Exercise task: Return each line of the records below that contains the word "wooden", copied unchanged. Case counts.

Records to use:
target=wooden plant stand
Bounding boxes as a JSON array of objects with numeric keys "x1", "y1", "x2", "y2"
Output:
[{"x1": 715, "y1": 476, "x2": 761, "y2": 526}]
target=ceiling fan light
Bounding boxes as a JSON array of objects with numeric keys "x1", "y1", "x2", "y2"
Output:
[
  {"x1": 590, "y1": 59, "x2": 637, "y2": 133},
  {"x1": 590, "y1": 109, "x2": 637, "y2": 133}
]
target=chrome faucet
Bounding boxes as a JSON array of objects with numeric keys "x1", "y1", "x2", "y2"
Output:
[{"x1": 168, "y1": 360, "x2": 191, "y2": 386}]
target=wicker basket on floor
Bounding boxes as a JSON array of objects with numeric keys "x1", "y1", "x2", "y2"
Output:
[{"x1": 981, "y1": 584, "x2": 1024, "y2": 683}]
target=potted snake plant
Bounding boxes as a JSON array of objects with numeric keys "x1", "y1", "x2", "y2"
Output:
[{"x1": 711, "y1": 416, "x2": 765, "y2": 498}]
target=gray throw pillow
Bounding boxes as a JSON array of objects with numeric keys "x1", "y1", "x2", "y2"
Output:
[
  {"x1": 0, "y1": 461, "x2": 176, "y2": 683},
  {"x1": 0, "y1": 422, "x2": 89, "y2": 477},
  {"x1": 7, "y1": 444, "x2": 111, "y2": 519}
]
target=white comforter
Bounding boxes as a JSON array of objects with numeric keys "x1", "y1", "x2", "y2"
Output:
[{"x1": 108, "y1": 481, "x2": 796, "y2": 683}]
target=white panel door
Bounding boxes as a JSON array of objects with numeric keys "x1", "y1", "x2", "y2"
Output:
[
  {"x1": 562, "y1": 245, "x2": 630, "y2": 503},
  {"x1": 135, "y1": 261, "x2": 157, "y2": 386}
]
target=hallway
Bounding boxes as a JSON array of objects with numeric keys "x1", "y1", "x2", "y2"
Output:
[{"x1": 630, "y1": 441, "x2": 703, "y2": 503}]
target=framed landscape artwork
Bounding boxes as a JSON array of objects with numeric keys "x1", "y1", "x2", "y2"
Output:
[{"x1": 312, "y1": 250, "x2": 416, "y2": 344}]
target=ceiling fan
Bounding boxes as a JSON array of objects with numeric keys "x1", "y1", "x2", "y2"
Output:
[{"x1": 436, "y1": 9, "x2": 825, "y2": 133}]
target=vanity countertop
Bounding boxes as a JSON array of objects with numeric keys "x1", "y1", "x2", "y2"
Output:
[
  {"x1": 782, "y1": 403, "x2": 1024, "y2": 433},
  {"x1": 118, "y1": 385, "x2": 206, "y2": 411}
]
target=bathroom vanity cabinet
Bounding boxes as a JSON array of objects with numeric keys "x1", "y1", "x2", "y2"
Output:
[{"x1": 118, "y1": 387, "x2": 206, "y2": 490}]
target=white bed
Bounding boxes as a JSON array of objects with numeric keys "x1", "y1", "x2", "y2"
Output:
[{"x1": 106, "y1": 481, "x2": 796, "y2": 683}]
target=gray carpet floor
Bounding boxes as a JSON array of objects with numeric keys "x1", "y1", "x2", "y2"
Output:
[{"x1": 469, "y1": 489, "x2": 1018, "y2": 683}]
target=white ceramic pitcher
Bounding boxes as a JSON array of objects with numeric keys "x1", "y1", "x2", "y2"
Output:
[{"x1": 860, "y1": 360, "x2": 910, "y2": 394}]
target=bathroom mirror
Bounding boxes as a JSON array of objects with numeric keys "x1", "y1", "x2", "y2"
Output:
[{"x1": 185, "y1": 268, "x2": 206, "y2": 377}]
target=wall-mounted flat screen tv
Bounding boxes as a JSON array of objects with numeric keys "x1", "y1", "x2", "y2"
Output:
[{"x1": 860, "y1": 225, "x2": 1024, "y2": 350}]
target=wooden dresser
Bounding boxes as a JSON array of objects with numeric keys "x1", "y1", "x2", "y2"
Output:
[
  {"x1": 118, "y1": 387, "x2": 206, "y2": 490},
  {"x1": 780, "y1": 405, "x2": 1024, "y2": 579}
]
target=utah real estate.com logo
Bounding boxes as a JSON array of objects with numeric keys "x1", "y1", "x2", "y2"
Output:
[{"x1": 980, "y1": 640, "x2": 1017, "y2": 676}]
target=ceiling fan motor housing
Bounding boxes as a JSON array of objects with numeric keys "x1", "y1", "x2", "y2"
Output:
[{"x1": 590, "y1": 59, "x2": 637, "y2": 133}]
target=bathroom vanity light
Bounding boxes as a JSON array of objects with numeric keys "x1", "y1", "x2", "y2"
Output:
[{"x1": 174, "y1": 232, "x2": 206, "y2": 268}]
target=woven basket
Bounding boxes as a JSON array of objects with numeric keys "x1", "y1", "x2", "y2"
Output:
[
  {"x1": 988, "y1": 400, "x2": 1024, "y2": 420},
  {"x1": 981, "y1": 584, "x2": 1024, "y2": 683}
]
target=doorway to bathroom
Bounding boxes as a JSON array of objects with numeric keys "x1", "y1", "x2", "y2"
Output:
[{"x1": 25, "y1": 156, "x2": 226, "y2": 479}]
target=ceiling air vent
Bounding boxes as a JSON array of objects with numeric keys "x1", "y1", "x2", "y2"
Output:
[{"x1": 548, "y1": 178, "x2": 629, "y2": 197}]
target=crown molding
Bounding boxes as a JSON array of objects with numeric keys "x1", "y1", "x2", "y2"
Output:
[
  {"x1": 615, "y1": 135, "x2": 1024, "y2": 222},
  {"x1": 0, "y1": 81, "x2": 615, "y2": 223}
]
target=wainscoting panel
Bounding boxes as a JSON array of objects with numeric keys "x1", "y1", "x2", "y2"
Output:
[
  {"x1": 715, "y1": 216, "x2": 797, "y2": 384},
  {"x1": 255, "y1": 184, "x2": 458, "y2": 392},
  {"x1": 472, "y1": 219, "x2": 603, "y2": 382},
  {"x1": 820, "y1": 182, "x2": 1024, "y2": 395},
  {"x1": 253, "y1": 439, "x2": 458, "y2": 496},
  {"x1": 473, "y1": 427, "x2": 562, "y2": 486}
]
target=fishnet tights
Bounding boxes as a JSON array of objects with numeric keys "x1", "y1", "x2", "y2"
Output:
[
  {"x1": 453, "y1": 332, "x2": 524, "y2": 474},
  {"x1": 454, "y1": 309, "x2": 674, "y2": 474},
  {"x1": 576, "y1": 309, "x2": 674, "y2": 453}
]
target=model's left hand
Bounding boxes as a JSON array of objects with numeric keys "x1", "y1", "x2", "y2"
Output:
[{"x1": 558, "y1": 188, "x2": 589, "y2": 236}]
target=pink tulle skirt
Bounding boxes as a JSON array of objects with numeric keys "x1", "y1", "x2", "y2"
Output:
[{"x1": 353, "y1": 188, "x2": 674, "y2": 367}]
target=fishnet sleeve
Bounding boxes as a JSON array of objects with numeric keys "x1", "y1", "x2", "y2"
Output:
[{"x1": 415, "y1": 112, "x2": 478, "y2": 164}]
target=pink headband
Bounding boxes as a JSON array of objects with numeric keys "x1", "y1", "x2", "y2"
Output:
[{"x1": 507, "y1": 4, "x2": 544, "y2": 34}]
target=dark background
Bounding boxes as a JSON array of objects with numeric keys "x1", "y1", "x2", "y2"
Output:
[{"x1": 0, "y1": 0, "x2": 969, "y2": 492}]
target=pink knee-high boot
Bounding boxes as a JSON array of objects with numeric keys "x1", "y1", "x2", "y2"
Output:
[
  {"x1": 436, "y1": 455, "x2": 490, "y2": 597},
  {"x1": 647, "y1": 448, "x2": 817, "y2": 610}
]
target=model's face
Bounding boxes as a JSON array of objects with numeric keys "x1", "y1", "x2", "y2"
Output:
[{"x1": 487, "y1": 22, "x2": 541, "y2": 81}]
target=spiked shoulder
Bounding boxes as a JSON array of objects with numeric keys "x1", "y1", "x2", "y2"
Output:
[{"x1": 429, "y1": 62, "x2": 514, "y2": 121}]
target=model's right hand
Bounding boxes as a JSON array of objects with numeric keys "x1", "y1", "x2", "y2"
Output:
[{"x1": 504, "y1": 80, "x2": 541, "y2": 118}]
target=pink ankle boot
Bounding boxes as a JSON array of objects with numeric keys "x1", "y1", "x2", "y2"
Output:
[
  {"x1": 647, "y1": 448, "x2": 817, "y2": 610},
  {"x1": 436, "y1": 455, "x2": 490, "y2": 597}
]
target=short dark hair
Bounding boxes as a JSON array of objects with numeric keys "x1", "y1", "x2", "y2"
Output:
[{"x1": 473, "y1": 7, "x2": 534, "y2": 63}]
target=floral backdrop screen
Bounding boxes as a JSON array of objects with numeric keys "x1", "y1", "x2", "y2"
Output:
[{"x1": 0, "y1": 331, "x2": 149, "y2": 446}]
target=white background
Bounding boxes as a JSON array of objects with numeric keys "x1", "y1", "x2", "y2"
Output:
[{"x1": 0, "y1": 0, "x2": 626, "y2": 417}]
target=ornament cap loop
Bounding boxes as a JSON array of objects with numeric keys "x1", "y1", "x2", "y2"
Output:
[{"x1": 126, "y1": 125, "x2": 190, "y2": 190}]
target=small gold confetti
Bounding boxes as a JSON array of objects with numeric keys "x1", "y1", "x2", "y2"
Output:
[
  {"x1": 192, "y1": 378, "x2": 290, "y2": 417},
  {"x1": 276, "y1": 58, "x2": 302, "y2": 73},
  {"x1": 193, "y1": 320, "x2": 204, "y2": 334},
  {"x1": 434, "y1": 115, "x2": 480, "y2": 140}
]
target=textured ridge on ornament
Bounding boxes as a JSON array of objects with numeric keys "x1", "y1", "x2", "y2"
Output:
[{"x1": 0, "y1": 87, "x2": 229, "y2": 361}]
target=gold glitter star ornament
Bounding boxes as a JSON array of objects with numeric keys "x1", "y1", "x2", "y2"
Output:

Final answer:
target=wooden plant stand
target=wooden dresser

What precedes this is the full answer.